[Page]:
-*-

La Tunisie doit-elle continuer d'aimer la langue française plus que les Français eux-mêmes, qui viennent d'autoriser des cours en anglais dans les universités françaises?
Par Karim Ben Slimane*
Le débat a fait rage dans le pays de Hugo à l'occasion de la loi Fioraso sur l'enseignement supérieur et de la recherche. Le gouvernement vient d'autoriser que les cours dans les universités françaises soient dispensés en anglais alors que la loi Toubon sur l'utilisation de la langue française jadis en vigueur restreignait l'enseignement supérieur au français.
La France lorgne vers l'anglais pour sortir de son isolement
En dépit des nombreuses divisions au sein de la majorité aux manettes du pays, la loi vient d'être votée par le parlement. Les universités françaises ainsi que les grandes écoles pourront désormais délivrer leurs enseignements en anglais afin d'attirer davantage d'étudiants étrangers anglophones.
En vérité, l'anglais est employé depuis plusieurs années dans de nombreuses institutions et notamment dans les grandes écoles de commerce ou encore à sciences politiques qui n'ont pas attendu la loi Fioraso. Désormais, l'emploi de l'anglais est non seulement régularisé mais surtout généralisé.

-*-

[Jeu de données]:

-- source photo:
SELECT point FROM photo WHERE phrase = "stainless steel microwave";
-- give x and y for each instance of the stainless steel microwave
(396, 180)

-*-

[Consigne]: Poursuivez l'article sur l'arrivée de l'anglais dans les universités françaises en reprenant juste après sa dernière phrase.

[Réponse]:
Les partisans de cette loi avancent l'argument de l'attractivité des universités françaises qui en enseignant en anglais pourraient attirer des enseignants-chercheurs de renommée internationale ainsi que des étudiants anglophones. L'anglais est considéré par ces derniers comme la langue de la science et la langue véhiculaire entre scientifiques.
On retrouve parmi les défenseurs de l'anglais à l'université les enseignants des sciences dites dures (physique et mathématiques). Mais cette loi n'a pas trouvé un écho favorable auprès des enseignants des humanités et des sciences sociales ni auprès des philosophes et des intellectuels d'ailleurs. Ainsi, Michel Serres voit dans cette loi une mort programmée de la langue française et Bernard Pivot, amoureux fougueux et patenté de la langue française devant l'Eternel, se désole qu'on puisse ôter à la langue française la capacité de dire et d'incarner la modernité.
Le débat intervient sur fond d'un malaise grandissant au sein de l'université française. Les divers classements des universités, dont notamment le classement de Shanghai, qui sont devenus depuis quelques années le baromètre de l'excellence académique, a accentué le sentiment que l'université française et le modèle français en général est en perte de vitesse, les plus alarmés diront qu'on a atteint le stade de l'agonie.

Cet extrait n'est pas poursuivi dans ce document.